▶ _Your goal_
Pictures within the data are to be left out; everything else must be reproduced exactly.

▶ _Records supplied_
────
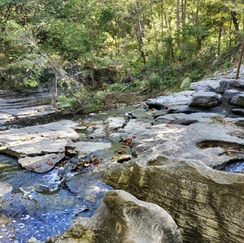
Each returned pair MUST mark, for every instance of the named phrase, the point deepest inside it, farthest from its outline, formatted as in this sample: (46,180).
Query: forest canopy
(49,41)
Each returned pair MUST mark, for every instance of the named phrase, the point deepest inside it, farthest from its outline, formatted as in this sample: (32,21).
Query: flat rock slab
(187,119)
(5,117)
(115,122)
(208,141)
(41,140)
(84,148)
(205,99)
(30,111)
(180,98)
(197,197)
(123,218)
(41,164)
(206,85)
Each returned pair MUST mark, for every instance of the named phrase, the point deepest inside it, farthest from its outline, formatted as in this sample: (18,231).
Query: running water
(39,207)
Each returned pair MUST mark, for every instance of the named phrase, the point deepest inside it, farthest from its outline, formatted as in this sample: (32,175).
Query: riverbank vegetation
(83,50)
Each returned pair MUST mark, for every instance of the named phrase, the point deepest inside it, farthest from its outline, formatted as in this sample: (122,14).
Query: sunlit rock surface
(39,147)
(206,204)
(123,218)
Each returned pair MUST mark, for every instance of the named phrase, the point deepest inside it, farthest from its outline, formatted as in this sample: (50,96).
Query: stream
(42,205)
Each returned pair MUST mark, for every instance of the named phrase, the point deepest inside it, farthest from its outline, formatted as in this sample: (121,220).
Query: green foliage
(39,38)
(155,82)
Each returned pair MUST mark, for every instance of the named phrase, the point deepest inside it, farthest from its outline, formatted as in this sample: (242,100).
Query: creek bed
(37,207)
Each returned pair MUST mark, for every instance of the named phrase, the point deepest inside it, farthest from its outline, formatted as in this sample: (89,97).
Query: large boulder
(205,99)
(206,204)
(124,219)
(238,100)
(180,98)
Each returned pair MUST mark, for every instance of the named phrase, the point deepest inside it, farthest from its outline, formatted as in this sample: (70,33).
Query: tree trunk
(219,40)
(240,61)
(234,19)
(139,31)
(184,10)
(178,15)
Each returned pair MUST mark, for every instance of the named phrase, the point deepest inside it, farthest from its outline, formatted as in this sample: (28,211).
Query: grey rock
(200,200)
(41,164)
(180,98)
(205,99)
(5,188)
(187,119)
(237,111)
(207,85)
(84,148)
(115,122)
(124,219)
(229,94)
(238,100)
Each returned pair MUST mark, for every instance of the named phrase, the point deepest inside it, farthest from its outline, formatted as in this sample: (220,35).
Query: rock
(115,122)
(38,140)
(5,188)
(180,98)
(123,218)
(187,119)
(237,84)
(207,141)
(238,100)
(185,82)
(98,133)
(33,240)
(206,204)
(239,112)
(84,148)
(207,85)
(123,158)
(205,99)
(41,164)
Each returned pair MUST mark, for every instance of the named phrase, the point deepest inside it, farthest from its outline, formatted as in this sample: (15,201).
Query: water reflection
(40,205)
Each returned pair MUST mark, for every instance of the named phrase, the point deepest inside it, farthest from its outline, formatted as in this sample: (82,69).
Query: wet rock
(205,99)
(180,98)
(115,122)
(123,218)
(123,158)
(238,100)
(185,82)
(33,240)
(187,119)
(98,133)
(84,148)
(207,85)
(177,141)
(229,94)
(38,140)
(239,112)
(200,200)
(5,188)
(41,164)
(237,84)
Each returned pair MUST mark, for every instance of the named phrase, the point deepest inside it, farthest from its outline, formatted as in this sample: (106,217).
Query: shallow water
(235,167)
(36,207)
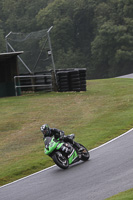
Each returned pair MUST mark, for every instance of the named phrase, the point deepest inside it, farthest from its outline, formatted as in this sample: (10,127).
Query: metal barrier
────
▶ _Response below_
Each returned pair MUST mark, for every instance of the named phrase, the point deepest inside it, farthest from its outline, formatted as in this sample: (46,180).
Query: forest canopy
(49,41)
Each returned pair MUST mark, for every instance of the named phrase, the point deepest inside it, farthest from its outline, formatted as in this sample: (32,21).
Query: flat rock slab
(187,119)
(5,117)
(115,122)
(208,141)
(41,140)
(84,148)
(205,99)
(30,111)
(180,98)
(197,197)
(123,218)
(41,164)
(206,85)
Each returned pair MUST mark, for every instance of the named phrase, the point deepest inside it, farthest from its outline, formatted as in this sample: (18,231).
Query: running water
(39,207)
Each returned pair MUST mark, for every instance of the named phrase, the point deepest inside it, farthest from its outline, formatted as in this sample: (32,175).
Query: riverbank vegetation
(83,50)
Each returned pair MUST mark, for every instance of the named phrase, the point deepest inside it, farthest from its outline, formatted as in this sample: (122,14).
Query: sunlit rock surface
(39,147)
(206,204)
(123,218)
Each returned pair MUST mark, for every instance of the named phrase, the point deepest inside it, farthest from its outline, formatted as in this sample: (50,96).
Query: stream
(42,205)
Each returned pair MUST mark, for every instance of the named phrase, the point deepest inside it, farthest from its outline, formatted as in this sample: (121,220).
Query: green foliage
(39,38)
(155,82)
Each returned pair MUST mark, for every instance of the named phrase, the point deepest inside it, farthest from its outline, formatted as in this sample: (242,100).
Query: creek bed
(37,207)
Each returned pair MUST mark, for every instance of the named phrase, the point deepest inside it, farthest from its outline, formatted as in this sample: (89,97).
Query: large boulder
(205,99)
(206,204)
(124,219)
(238,100)
(180,98)
Each returned pair MUST mark, for every instance of the named phrase, the point deepest inside it, farthest from its outline, formatted as in this sample: (70,33).
Query: tree trunk
(219,40)
(240,61)
(234,19)
(139,31)
(184,10)
(178,15)
Each returned pair MUST mark, for every instance of the named phrase, the point deepest inside it, farthest from its outline, formatted as in this sample: (28,211).
Query: grey rock
(200,200)
(41,164)
(180,98)
(205,99)
(5,188)
(187,119)
(237,111)
(207,85)
(84,148)
(115,122)
(124,219)
(229,94)
(238,100)
Each returned pair MUST mark, for every instance of the named phrase, the point deepest inside it, farthest from its outline, formatted as in this sample: (220,35).
Query: rock
(115,122)
(38,140)
(5,188)
(180,98)
(123,218)
(187,119)
(237,84)
(207,141)
(238,100)
(185,82)
(98,133)
(33,240)
(206,204)
(239,112)
(84,148)
(207,85)
(123,158)
(205,99)
(41,164)
Each returned pair MUST mark, for every instance of the named phrase, the point deepest inside it, farthest from its outline, formatted as in this sample: (15,201).
Query: water reflection
(40,205)
Each returned pair MUST mark, for every instance of the named phrase, the point deepest inside it, farthest from its outline, formatted as in this sample: (82,69).
Query: wet rock
(205,99)
(180,98)
(115,122)
(123,218)
(123,158)
(238,100)
(185,82)
(33,240)
(187,119)
(98,133)
(84,148)
(207,85)
(177,141)
(229,94)
(38,140)
(239,112)
(200,200)
(5,188)
(41,164)
(237,84)
Each returned pair MUST mark, for every instance of the named phrase, the point deepest inside it, farthest from its outline, formatted as in this sample: (106,217).
Query: shallow water
(235,167)
(36,207)
Each returned pair MUST mark, for every instance of the named phrase, the point deepest inside it, farthest from its outline, formatted as in this sample: (10,127).
Query: metal barrier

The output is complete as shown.